Directions for this task >>
Carry the Smith v. State court opinion forward from its final sentence, writing the passage that would come next.

Quoted text >>

Smith v. State

4 S.W.2d 351 | Tenn. | 1928

This is an appeal by the plaintiff in error, Laurence H. Smith, from a judgment rendered by the Criminal Court of Davidson County upon an indictment charging that the plaintiff in error had willfully and without good cause failed and neglected to provide for his wife, Mary Lucile Smith, according to his means, etc.

The appeal is prosecuted under assignments of error that there is no evidence to sustain the conviction; and the particular contention of the plaintiff in error under said assignments is that the facts proven do not show a case within the jurisdiction of the trial court, nor an offense committed in the State of Tennessee.

There is little controversy in the evidence, and the material facts are as follows. The plaintiff in error and the prosecuting witness were married September 17, 1919, in the State of South Carolina, and lived together in South Carolina and in Georgia until January, 1924, at which time they separated in Atlanta, Georgia, where they then resided.

The plaintiff in error is a native of Alabama, and, after his separation from his wife, returned to Alabama, and resumed his residence, presumbly, at the home of his father. In May, 1927, he obtained employment as an organizer for a national organization, and on May 5, 1927, came to Nashville, under said employment. He made his headquarters in Nashville, carrying on his work at that place and in other counties of Central Tennessee, *603 until August 11, 1927, on which date he was arrested under a warrant issued by the Juvenile Court at Nashville, on complaint of his wife, charging him with the offense of which he has now been convicted. After his arrest, he declined to talk to his wife about the matter, in the presence of the Judge of the Juvenile Court, and on his plea of not guilty, he was bound over to the criminal court, according to the procedure defined in the statute, Acts 1915, chapter 125.

Upon his arrest, August 11, 1927, the plaintiff in error was requested to resign his position, and did so. He then undertook to secure other employment in Nashville, and at the date of the trial, October, 1927, testified that he was awaiting a promise of employment with an oil company in Nashville, supporting his testimony with the testimony of his prospective employer. At the date of his arrest, plaintiff in error was receiving a salary of $150 per month, with his expenses paid by his employer.

Neither the plaintiff in error nor his wife disclosed the cause of their separation. The wife protested her affection for the plaintiff in error and her willingness to resume her life with him. He contended himself with a statement that he would not live with her, and made no effort to justify his failure to contribute to her support since the separation in 1924.

Material >>

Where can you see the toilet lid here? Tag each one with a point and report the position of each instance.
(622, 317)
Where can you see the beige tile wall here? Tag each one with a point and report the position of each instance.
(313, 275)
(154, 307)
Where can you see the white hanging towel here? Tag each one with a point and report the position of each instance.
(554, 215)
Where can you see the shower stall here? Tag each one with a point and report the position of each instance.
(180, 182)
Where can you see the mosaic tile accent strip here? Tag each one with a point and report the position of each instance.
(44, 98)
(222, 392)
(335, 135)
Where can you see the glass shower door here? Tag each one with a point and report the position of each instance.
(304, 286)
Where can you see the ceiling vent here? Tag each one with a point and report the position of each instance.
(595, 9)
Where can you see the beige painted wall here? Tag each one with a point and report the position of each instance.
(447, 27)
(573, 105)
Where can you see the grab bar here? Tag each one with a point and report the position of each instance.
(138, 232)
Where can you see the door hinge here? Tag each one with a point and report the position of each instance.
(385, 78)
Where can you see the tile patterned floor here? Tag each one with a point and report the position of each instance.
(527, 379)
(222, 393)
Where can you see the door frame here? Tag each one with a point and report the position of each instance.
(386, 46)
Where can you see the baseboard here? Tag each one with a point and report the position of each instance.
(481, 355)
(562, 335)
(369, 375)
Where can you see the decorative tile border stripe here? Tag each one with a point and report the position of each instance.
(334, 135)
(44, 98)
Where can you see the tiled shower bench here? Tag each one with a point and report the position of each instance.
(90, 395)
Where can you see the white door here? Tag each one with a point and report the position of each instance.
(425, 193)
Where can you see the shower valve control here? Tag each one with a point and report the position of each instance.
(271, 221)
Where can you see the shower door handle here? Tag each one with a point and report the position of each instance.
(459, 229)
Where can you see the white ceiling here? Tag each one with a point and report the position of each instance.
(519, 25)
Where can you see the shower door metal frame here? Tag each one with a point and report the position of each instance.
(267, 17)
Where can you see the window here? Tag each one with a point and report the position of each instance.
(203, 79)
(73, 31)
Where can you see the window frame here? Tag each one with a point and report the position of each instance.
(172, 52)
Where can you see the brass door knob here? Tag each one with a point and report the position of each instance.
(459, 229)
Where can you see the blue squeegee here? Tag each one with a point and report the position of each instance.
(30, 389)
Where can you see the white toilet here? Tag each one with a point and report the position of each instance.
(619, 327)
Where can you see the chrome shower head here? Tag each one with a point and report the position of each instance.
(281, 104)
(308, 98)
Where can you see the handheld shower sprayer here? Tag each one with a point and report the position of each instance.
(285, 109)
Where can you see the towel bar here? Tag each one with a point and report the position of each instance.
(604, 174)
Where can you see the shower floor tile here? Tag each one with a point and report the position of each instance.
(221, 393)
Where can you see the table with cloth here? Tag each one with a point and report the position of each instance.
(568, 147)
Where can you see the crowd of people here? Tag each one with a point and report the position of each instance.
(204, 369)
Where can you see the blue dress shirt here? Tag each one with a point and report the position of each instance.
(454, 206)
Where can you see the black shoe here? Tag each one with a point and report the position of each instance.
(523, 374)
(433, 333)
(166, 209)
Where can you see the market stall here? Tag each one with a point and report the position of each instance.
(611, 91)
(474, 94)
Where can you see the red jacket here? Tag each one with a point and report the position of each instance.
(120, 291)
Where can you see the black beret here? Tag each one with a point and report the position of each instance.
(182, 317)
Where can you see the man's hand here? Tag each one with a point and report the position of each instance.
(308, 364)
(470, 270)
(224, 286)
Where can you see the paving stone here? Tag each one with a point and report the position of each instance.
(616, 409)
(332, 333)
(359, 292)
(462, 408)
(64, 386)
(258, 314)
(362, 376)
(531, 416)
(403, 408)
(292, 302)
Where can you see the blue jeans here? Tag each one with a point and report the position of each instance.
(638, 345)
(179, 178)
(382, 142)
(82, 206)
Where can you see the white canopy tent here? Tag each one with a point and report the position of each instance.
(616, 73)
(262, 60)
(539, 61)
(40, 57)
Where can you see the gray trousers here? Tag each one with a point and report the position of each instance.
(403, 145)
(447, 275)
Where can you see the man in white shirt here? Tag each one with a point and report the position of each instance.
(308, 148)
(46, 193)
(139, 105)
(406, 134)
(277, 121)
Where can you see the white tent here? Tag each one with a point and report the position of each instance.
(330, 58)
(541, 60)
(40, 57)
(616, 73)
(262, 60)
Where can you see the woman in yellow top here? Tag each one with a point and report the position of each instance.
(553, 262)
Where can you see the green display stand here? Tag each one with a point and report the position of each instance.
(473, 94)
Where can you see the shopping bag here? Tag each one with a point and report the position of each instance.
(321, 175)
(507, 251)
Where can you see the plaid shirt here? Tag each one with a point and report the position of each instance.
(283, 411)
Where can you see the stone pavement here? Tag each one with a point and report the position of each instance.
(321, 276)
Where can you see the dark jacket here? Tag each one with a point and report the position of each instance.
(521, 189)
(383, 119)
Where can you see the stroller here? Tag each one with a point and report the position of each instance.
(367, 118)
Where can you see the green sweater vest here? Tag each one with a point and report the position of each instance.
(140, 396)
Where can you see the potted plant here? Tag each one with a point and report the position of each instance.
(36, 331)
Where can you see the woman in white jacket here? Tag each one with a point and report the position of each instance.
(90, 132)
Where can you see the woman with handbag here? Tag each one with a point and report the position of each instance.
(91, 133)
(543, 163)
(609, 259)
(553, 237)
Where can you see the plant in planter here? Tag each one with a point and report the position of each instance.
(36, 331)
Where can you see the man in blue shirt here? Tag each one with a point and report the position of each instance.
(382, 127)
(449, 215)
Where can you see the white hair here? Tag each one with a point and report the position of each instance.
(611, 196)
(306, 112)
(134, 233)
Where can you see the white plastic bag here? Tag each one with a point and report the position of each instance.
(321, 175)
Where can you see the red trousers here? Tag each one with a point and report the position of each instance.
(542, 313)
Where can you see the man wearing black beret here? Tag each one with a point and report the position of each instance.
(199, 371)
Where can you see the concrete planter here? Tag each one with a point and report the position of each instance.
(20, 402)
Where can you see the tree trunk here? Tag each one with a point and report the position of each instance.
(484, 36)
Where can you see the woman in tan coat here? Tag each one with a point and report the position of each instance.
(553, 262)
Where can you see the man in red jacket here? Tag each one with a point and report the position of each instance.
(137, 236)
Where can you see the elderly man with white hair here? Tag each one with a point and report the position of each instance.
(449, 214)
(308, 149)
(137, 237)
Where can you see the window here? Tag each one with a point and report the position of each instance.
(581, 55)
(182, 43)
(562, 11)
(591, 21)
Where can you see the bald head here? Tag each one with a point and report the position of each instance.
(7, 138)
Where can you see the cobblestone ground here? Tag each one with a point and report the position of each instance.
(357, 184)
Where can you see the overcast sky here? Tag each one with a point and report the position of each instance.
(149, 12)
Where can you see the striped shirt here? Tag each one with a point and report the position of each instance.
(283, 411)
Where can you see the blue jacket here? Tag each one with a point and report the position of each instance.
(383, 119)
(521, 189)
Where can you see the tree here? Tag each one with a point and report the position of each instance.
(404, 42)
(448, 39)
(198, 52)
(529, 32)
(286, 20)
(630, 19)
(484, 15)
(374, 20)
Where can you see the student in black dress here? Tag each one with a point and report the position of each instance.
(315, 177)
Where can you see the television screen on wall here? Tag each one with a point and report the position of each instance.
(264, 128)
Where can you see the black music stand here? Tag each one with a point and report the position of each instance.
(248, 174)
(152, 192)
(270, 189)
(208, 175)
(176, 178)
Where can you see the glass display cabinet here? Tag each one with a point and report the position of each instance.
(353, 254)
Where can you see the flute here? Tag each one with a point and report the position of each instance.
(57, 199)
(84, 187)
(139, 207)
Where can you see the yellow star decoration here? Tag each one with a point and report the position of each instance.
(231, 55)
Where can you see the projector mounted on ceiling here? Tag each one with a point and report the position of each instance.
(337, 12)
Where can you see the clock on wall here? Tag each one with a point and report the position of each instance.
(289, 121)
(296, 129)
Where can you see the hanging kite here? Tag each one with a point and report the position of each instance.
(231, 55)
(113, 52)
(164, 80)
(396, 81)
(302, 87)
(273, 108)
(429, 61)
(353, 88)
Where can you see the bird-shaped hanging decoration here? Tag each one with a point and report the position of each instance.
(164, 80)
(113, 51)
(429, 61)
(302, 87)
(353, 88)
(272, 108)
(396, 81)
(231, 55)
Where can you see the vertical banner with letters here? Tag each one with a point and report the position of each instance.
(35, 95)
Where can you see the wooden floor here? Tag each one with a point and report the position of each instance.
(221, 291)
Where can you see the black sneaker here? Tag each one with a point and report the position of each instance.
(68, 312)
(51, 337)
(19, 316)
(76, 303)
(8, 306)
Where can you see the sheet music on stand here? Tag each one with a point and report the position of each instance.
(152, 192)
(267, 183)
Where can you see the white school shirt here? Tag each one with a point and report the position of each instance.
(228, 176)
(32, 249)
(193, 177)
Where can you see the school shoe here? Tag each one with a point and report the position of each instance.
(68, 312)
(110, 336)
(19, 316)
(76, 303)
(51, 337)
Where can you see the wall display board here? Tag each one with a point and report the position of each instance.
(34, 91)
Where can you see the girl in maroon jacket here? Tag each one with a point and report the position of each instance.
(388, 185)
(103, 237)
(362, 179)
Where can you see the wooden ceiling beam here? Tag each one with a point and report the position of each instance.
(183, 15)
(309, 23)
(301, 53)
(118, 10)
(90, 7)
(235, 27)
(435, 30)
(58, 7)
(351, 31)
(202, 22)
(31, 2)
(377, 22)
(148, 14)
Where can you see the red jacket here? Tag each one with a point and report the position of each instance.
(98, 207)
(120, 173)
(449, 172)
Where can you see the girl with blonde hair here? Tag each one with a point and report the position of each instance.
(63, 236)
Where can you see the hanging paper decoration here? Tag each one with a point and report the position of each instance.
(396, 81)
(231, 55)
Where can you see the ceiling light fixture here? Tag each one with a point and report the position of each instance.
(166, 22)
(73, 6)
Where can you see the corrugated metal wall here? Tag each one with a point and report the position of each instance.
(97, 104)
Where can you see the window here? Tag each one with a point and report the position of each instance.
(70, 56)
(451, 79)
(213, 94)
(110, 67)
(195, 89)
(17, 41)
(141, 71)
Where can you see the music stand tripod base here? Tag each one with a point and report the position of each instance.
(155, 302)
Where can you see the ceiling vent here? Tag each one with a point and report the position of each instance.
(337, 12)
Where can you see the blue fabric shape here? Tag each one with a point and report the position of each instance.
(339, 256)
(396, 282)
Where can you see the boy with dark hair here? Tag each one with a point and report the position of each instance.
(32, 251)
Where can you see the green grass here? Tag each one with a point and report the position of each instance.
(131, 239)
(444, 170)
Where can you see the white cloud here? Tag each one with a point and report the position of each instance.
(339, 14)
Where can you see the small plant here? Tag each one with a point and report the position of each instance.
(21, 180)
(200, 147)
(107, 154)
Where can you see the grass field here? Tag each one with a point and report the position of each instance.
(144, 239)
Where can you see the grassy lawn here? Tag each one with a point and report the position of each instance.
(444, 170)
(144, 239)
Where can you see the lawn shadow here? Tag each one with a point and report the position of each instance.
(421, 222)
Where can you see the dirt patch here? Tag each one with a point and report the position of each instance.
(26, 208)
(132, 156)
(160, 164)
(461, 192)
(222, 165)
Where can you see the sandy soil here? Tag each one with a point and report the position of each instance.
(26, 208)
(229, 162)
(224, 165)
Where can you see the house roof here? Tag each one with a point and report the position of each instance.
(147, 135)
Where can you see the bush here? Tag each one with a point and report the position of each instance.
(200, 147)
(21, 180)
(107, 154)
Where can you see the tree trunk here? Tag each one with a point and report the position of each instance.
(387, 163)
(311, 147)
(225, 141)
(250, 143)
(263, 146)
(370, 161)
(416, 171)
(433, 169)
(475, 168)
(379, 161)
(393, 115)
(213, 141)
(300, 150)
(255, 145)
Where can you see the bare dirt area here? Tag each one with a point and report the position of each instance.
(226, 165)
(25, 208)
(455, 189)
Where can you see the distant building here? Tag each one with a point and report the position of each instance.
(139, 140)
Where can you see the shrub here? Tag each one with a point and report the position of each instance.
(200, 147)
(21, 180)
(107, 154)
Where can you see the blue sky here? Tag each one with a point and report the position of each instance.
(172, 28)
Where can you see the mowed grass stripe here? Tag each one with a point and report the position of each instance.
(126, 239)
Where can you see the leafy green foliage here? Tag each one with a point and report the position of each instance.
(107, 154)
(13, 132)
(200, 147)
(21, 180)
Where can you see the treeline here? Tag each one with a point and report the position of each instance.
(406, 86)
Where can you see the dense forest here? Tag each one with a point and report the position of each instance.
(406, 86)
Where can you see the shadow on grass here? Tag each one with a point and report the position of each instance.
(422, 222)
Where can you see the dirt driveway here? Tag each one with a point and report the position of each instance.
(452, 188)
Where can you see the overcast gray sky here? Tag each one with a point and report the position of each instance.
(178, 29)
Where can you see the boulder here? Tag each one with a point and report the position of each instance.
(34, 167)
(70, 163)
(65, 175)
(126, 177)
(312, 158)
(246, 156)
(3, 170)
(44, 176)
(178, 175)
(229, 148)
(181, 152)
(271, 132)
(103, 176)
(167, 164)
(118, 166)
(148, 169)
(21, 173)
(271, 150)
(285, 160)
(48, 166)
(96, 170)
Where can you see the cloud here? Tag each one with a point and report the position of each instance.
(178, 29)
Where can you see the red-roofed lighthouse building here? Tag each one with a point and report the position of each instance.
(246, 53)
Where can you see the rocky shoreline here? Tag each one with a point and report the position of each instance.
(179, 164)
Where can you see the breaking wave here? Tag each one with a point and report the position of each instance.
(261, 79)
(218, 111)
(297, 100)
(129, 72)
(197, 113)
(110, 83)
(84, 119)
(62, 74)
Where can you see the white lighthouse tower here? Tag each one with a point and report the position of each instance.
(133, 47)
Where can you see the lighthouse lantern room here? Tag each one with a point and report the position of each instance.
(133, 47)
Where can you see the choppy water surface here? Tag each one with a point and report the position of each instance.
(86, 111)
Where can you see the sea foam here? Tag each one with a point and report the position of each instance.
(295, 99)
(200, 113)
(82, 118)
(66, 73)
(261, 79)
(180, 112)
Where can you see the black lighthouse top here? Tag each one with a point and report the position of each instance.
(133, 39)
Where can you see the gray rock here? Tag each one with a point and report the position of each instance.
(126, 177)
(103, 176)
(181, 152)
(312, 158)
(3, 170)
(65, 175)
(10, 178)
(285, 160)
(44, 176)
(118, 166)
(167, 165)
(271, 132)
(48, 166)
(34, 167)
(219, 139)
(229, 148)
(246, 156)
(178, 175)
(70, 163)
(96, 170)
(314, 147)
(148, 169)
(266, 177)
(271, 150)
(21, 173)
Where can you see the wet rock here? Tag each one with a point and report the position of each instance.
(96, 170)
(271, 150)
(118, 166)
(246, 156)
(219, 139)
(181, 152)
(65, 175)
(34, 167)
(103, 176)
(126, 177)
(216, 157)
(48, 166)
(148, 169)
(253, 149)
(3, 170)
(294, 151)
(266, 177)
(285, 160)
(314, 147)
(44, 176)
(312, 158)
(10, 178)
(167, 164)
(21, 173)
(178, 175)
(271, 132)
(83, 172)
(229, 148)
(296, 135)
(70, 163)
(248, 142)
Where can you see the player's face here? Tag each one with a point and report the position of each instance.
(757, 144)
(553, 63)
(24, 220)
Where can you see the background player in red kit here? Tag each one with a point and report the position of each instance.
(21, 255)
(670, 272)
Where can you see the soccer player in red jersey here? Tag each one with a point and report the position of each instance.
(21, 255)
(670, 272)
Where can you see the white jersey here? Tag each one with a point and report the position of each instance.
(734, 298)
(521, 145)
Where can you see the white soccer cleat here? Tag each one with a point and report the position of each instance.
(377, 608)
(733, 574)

Task output >>
It has been repeatedly held by this court that the statute, Acts 1915, chapter 125, making it a misdemeanor for a husband to willfully and without good cause neglect or fail to provide for her wife according to his means, is a remedial statute, designed to secure a proper support for a dependent wife, rather than to punish the husband for his dereliction. Accordingly, it has been held that the arraignment of the husband before *604 the Judge of the Juvenile Court, with an opportunity there to plead guilty, as provided in sections 2 and 3 of the statute, is jurisdictional, without which the husband is not subject to prosecution in the criminal court. The issuance of the warrant by the Juvenile Court is, therefore, the commencement of the prosecution, of which the indictment in the criminal court is a subsequent step. The neglect or failure to provide proven as the basis of a conviction must, therefore, be a neglect or failure to provide occurring prior to the commencement of the proceedings in the Juvenile Court.

It is sufficient that the proceedings in the Juvenile Court be shown in the evidence offered in support of the subsequent indictment, as was done in the present case.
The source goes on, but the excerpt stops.